**WORK ITEM:**
Pick up at the line with "For practice, label the wooden dock". Write it out exactly, along with each later line through the end of the data, and nothing more.

**AVAILABLE DATA:**
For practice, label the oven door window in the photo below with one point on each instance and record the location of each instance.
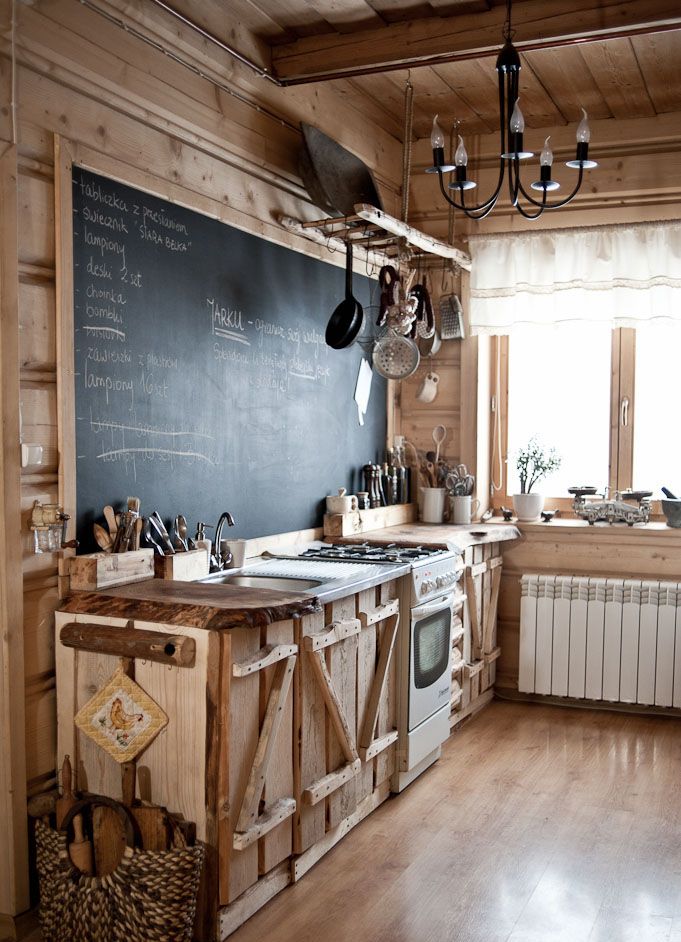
(431, 648)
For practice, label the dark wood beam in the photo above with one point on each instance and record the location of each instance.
(536, 24)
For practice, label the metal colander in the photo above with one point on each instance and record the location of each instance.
(395, 357)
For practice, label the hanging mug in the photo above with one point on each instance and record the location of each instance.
(428, 389)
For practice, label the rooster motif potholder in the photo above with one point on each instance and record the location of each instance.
(121, 718)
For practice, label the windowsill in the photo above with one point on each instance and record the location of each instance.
(564, 527)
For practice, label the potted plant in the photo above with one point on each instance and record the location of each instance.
(533, 462)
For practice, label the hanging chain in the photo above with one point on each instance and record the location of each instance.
(406, 148)
(508, 31)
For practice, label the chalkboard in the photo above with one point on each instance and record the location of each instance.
(203, 380)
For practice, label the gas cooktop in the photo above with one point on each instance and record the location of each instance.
(372, 552)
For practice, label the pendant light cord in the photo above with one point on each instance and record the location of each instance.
(496, 426)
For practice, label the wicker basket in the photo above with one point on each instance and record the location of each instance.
(150, 896)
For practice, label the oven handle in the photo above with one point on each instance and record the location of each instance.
(443, 601)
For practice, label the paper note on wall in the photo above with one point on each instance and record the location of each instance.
(363, 389)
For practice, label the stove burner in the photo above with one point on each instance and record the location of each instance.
(371, 552)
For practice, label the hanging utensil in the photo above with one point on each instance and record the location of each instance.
(395, 356)
(183, 531)
(346, 321)
(439, 435)
(151, 538)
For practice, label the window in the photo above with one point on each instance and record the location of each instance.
(606, 399)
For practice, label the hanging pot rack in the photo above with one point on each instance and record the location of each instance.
(382, 236)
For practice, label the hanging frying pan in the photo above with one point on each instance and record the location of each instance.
(346, 321)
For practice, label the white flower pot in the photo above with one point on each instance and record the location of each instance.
(528, 506)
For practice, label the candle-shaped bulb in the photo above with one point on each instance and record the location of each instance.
(437, 137)
(583, 130)
(546, 156)
(517, 123)
(461, 154)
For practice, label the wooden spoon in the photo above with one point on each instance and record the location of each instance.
(103, 539)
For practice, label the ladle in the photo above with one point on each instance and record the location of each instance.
(439, 435)
(346, 321)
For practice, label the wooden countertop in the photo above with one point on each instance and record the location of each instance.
(439, 534)
(194, 604)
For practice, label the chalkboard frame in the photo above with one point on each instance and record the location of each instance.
(69, 153)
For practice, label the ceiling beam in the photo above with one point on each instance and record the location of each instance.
(536, 24)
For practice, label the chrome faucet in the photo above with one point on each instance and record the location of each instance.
(220, 560)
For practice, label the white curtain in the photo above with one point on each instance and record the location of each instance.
(625, 276)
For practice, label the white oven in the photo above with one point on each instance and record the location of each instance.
(428, 595)
(431, 594)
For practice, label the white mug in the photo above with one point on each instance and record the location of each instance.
(433, 504)
(428, 389)
(464, 508)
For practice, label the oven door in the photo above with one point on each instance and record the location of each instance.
(430, 646)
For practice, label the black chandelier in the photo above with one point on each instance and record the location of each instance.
(511, 128)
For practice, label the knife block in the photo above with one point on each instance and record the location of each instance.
(182, 567)
(105, 570)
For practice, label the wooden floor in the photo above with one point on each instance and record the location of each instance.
(539, 824)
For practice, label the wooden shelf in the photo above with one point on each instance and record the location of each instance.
(380, 235)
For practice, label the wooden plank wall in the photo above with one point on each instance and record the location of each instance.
(13, 852)
(144, 117)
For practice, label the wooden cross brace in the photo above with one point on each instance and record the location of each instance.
(250, 827)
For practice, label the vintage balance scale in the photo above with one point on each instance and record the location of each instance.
(628, 507)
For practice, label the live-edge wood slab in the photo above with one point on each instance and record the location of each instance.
(194, 604)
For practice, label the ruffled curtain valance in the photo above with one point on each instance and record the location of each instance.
(625, 276)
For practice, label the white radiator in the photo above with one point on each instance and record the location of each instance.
(601, 639)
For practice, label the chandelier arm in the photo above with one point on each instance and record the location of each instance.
(559, 203)
(524, 212)
(514, 181)
(487, 204)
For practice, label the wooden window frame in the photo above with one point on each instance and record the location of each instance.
(622, 386)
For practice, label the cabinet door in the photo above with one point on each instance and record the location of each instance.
(255, 799)
(345, 710)
(481, 582)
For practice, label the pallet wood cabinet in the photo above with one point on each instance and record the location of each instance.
(474, 637)
(280, 738)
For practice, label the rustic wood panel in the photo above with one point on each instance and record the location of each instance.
(384, 763)
(310, 738)
(276, 845)
(36, 220)
(41, 729)
(37, 327)
(13, 838)
(239, 868)
(39, 420)
(366, 670)
(39, 605)
(341, 660)
(603, 551)
(657, 56)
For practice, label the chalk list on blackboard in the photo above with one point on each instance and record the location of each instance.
(203, 380)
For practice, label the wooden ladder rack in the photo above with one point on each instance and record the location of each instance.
(381, 235)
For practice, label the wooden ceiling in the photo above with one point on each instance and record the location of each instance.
(634, 74)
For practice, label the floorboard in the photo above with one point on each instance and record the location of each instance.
(538, 824)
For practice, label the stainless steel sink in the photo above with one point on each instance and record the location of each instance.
(283, 583)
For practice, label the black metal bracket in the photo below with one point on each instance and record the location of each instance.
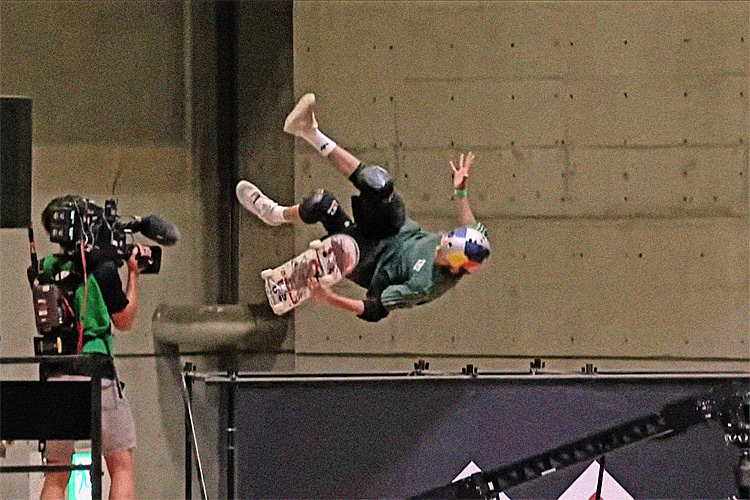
(674, 418)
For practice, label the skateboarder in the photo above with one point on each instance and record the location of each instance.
(400, 265)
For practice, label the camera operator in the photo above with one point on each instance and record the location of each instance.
(99, 303)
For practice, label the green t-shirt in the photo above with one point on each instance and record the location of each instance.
(97, 330)
(406, 274)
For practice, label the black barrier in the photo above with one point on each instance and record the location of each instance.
(398, 435)
(15, 162)
(65, 410)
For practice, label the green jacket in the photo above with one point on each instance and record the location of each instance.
(97, 326)
(406, 274)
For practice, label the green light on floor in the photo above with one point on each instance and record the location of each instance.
(79, 486)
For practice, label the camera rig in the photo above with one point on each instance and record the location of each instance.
(99, 232)
(89, 235)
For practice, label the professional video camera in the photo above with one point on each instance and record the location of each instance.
(90, 235)
(102, 235)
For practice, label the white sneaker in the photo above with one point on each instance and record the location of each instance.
(261, 205)
(301, 121)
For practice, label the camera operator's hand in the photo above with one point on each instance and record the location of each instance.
(139, 258)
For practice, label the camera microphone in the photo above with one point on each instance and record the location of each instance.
(153, 228)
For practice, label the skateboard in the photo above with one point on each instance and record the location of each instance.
(327, 260)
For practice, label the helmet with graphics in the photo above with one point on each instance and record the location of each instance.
(464, 248)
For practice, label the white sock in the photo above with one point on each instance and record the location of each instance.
(322, 143)
(277, 213)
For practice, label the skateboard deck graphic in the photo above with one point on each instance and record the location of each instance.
(328, 261)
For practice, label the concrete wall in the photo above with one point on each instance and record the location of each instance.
(124, 107)
(612, 151)
(570, 107)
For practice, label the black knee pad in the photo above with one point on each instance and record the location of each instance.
(321, 206)
(373, 182)
(379, 218)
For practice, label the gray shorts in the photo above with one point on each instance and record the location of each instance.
(118, 426)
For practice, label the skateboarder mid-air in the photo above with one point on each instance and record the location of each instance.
(400, 265)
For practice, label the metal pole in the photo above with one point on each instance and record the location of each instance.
(190, 430)
(230, 435)
(96, 437)
(188, 395)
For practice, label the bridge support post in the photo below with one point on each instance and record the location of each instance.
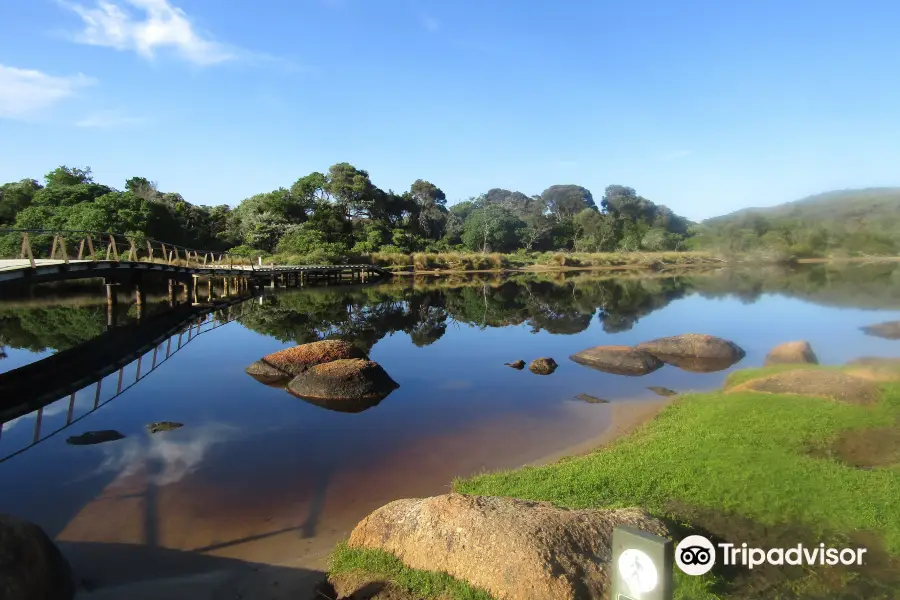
(139, 300)
(111, 304)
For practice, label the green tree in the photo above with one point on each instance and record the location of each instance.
(567, 200)
(16, 196)
(492, 229)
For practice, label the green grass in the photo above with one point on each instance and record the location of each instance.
(385, 566)
(743, 455)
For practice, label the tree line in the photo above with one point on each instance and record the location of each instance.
(341, 213)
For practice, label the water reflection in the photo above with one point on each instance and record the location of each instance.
(259, 475)
(165, 458)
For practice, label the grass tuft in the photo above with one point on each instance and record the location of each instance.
(382, 565)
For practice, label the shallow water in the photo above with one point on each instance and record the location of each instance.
(260, 475)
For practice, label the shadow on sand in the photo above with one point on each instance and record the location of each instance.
(141, 572)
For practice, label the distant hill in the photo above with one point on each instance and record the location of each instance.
(867, 204)
(858, 222)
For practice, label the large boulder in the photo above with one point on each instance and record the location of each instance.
(278, 368)
(345, 379)
(620, 360)
(696, 352)
(542, 366)
(792, 353)
(889, 330)
(514, 549)
(816, 382)
(31, 566)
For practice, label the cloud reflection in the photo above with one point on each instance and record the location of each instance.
(166, 457)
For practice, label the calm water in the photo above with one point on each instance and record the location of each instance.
(260, 475)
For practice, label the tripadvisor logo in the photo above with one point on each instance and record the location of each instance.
(696, 555)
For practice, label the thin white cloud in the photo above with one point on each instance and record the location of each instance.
(431, 24)
(676, 155)
(146, 27)
(109, 120)
(176, 454)
(27, 93)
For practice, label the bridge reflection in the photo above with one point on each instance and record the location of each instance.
(51, 385)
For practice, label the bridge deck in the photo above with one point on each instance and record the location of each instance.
(51, 270)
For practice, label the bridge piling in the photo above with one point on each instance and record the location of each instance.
(111, 305)
(171, 293)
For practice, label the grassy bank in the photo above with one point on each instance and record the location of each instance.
(746, 467)
(474, 261)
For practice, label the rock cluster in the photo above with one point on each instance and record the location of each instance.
(31, 566)
(792, 353)
(694, 352)
(514, 549)
(332, 373)
(542, 366)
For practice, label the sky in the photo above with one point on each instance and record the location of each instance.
(704, 106)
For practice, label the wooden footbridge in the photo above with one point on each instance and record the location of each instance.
(46, 255)
(83, 379)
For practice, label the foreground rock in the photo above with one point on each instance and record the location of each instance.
(696, 352)
(817, 382)
(89, 438)
(31, 566)
(889, 330)
(542, 366)
(158, 426)
(346, 379)
(514, 549)
(791, 353)
(278, 368)
(619, 360)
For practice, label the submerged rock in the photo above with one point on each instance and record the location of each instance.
(157, 426)
(619, 360)
(89, 438)
(511, 548)
(345, 379)
(266, 374)
(695, 352)
(792, 353)
(661, 391)
(591, 399)
(542, 366)
(31, 566)
(278, 368)
(816, 382)
(889, 330)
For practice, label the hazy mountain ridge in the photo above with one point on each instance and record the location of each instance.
(836, 204)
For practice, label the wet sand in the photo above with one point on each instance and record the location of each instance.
(203, 537)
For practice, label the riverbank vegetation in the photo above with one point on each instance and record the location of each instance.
(743, 466)
(341, 216)
(737, 466)
(424, 306)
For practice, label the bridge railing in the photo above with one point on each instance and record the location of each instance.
(137, 370)
(35, 245)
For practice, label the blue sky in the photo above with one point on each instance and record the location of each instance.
(704, 106)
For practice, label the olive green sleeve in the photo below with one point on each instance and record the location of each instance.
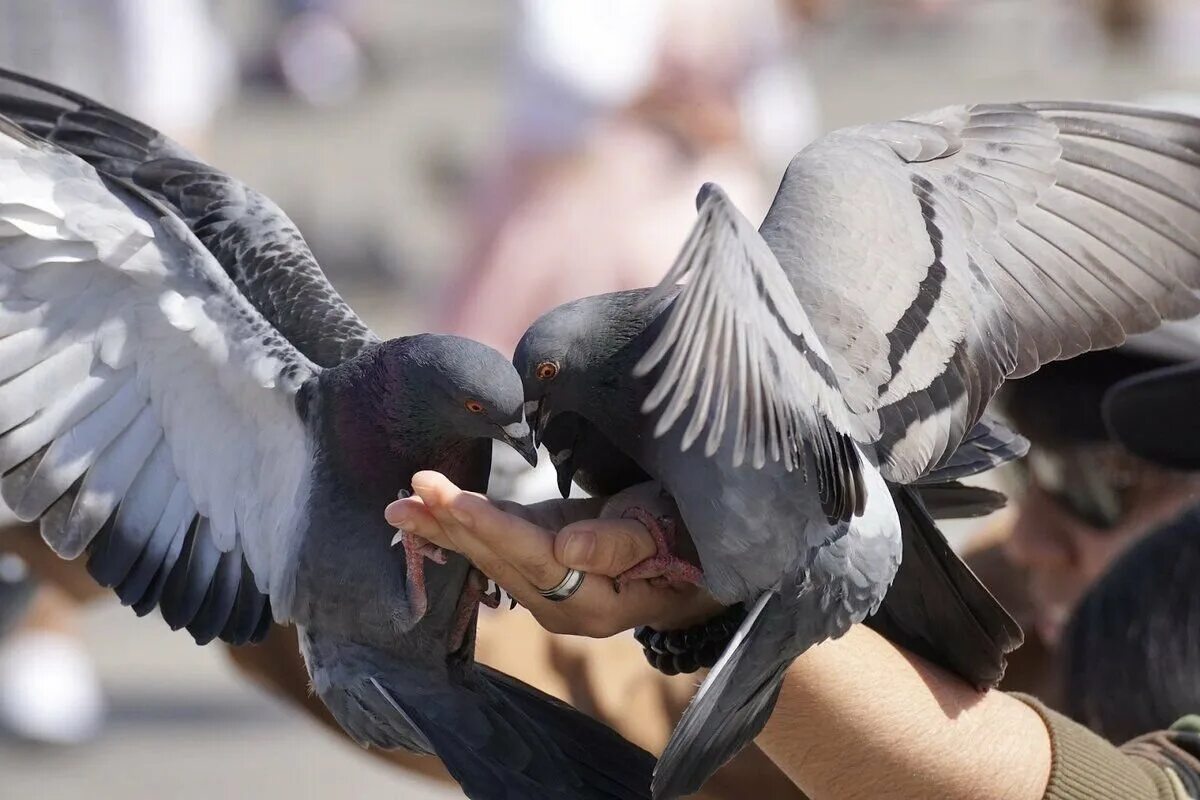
(1085, 767)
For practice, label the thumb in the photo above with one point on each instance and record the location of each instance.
(604, 546)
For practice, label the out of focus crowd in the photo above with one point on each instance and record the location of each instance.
(613, 113)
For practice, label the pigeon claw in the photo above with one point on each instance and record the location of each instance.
(664, 564)
(417, 549)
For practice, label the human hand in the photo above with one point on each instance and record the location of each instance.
(519, 548)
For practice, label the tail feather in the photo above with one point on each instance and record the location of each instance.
(936, 606)
(498, 738)
(989, 444)
(954, 500)
(733, 703)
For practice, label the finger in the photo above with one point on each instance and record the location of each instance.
(604, 546)
(413, 517)
(527, 547)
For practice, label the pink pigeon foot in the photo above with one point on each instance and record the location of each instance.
(417, 549)
(664, 564)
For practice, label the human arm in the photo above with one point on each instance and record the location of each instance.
(858, 717)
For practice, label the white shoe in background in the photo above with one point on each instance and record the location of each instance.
(49, 692)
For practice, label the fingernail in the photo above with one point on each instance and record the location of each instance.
(579, 548)
(395, 513)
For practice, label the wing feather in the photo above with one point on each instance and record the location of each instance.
(148, 410)
(1062, 227)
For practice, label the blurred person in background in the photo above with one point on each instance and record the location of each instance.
(1141, 619)
(162, 61)
(1084, 498)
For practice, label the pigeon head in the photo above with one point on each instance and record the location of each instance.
(579, 358)
(414, 403)
(467, 391)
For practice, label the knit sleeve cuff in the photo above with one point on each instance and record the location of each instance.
(1085, 767)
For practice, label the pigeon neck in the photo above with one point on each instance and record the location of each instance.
(377, 431)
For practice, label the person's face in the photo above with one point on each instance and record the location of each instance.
(1081, 507)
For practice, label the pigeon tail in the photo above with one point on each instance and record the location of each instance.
(937, 608)
(735, 701)
(497, 737)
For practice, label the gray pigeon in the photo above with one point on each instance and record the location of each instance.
(186, 401)
(841, 356)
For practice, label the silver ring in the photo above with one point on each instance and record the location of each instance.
(565, 588)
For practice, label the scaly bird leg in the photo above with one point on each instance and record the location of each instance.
(417, 549)
(664, 563)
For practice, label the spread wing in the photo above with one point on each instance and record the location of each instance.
(741, 355)
(148, 410)
(936, 256)
(252, 240)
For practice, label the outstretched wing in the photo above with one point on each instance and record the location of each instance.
(256, 244)
(739, 353)
(148, 411)
(936, 256)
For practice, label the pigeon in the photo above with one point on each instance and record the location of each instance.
(189, 403)
(810, 378)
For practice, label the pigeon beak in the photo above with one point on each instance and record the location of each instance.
(519, 437)
(564, 465)
(539, 417)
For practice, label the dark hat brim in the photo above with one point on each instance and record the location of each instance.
(1156, 415)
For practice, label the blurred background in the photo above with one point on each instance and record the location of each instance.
(465, 166)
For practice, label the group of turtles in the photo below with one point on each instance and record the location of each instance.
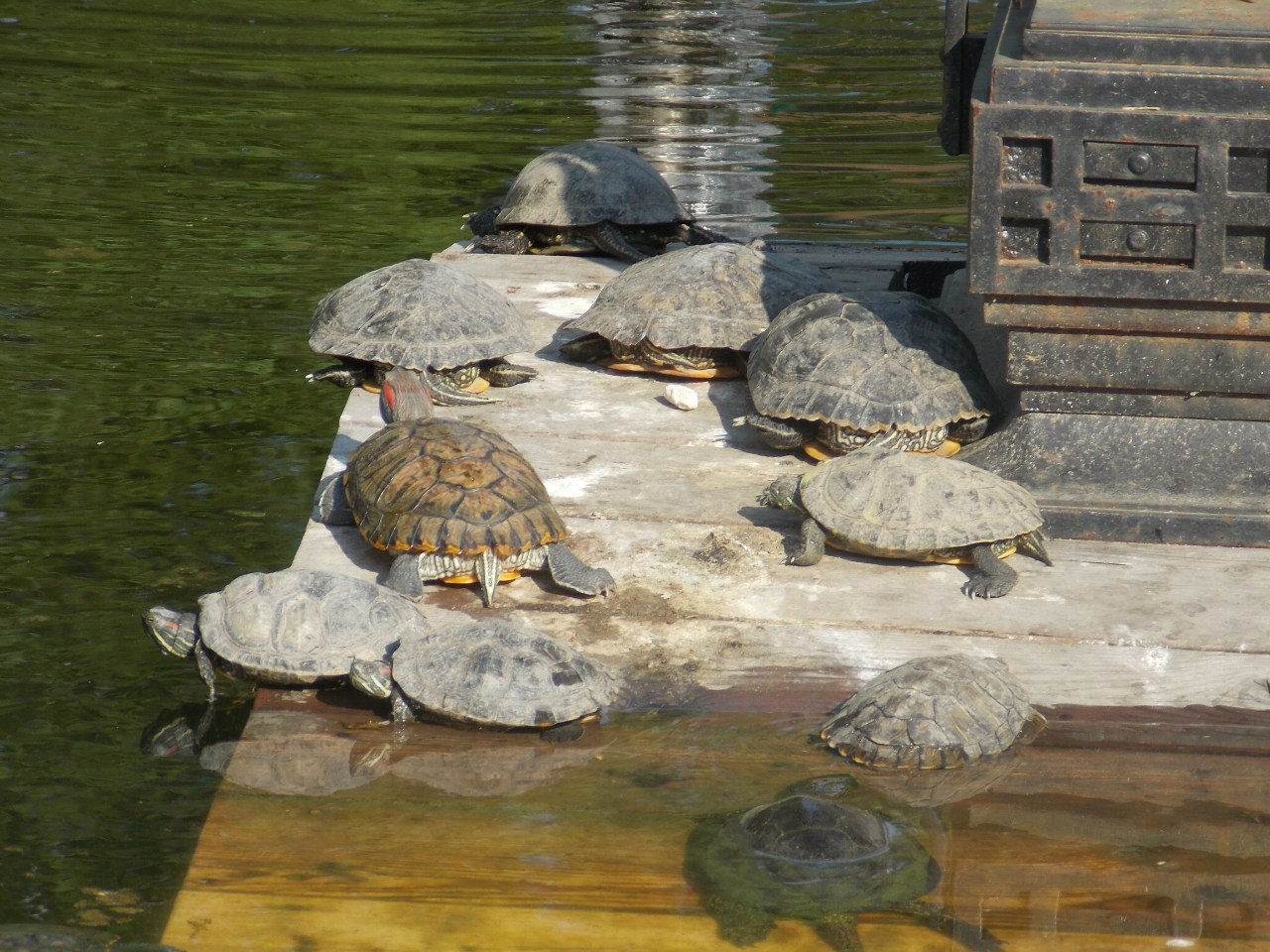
(853, 380)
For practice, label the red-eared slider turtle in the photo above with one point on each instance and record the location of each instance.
(488, 673)
(425, 316)
(287, 627)
(834, 372)
(584, 198)
(451, 500)
(911, 506)
(39, 937)
(817, 861)
(691, 312)
(933, 712)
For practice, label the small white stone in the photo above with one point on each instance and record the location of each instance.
(684, 398)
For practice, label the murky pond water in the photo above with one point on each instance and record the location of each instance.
(183, 182)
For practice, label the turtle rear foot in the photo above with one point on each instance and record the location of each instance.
(572, 572)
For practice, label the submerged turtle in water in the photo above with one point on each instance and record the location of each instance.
(452, 502)
(835, 372)
(488, 673)
(889, 504)
(291, 627)
(585, 198)
(691, 312)
(820, 861)
(37, 937)
(934, 712)
(425, 316)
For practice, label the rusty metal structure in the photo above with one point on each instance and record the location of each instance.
(1120, 234)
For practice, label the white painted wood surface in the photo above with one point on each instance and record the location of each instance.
(666, 499)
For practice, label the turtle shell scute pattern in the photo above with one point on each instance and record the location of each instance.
(420, 315)
(898, 506)
(449, 488)
(300, 626)
(869, 362)
(585, 182)
(495, 673)
(933, 712)
(715, 296)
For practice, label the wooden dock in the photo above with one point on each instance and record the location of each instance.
(1119, 829)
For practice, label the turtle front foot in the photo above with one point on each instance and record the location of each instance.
(992, 576)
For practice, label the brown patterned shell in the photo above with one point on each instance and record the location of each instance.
(931, 712)
(451, 488)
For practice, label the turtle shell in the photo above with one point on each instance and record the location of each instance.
(940, 711)
(500, 674)
(870, 362)
(300, 626)
(451, 488)
(908, 506)
(585, 182)
(418, 315)
(714, 296)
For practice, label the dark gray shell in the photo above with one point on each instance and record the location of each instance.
(906, 506)
(942, 711)
(500, 674)
(418, 315)
(585, 182)
(714, 296)
(299, 626)
(870, 362)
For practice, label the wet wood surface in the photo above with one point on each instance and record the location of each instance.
(667, 500)
(1137, 821)
(444, 838)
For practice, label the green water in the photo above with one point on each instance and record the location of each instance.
(183, 181)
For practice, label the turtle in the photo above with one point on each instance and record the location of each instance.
(585, 198)
(934, 712)
(451, 500)
(427, 316)
(818, 861)
(835, 371)
(290, 627)
(691, 312)
(489, 673)
(890, 504)
(40, 937)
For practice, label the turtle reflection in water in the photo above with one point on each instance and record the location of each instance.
(818, 861)
(39, 937)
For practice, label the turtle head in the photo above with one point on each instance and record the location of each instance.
(405, 397)
(373, 678)
(783, 494)
(173, 631)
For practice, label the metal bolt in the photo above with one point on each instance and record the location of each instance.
(1139, 163)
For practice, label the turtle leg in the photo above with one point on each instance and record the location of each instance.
(206, 669)
(1034, 544)
(489, 567)
(404, 575)
(504, 243)
(330, 502)
(610, 239)
(992, 576)
(974, 938)
(572, 572)
(838, 932)
(776, 433)
(812, 549)
(504, 373)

**ANSWER BELOW:**
For practice, label the wooden dock in the photo above with one point on each instance and record the location of each instance.
(1119, 829)
For practice, label the turtle front foot in the photo above with one point on each instance and record the location of each instance.
(992, 576)
For practice, label the brown patterned shell in the photo above with one point on each instance and record the location of each instance.
(931, 712)
(451, 488)
For practice, label the turtle shell in the photo above with one point on each instance and record the location of each instance.
(940, 711)
(500, 674)
(870, 362)
(300, 626)
(451, 488)
(908, 506)
(585, 182)
(418, 315)
(714, 296)
For practice, label the dark gray shell in the photo above with one point on each instance and record the location of each instance.
(906, 506)
(942, 711)
(500, 674)
(418, 315)
(585, 182)
(714, 296)
(299, 626)
(870, 362)
For practice, label the wet wood surface in the photo above with one point on each instance and record the location of each instance.
(667, 500)
(1137, 821)
(444, 838)
For practice, label the green water in the photo above with one point on each instance and record the location of each instance.
(183, 181)
For practice, label the turtle in the photo above with one point on each instance and record the location of each instance.
(585, 198)
(934, 712)
(451, 500)
(427, 316)
(818, 861)
(835, 371)
(290, 627)
(691, 312)
(489, 673)
(890, 504)
(40, 937)
For practice, label the turtle reflection in water in the photo above with one point on each instance and record the location of each instance.
(818, 861)
(39, 937)
For practice, label the turtle head in the photo above with one point on each instance and record the location of each instance.
(405, 397)
(373, 678)
(783, 494)
(173, 631)
For practice, label the metal bolt in the photo above with one point on each instance and record the location of each instance.
(1139, 163)
For practice, label the turtle leg in the photo above with one point on each instance and record the location of each instance.
(206, 669)
(1034, 544)
(489, 567)
(404, 575)
(504, 243)
(330, 502)
(610, 239)
(992, 576)
(974, 938)
(572, 572)
(838, 932)
(776, 433)
(812, 549)
(504, 373)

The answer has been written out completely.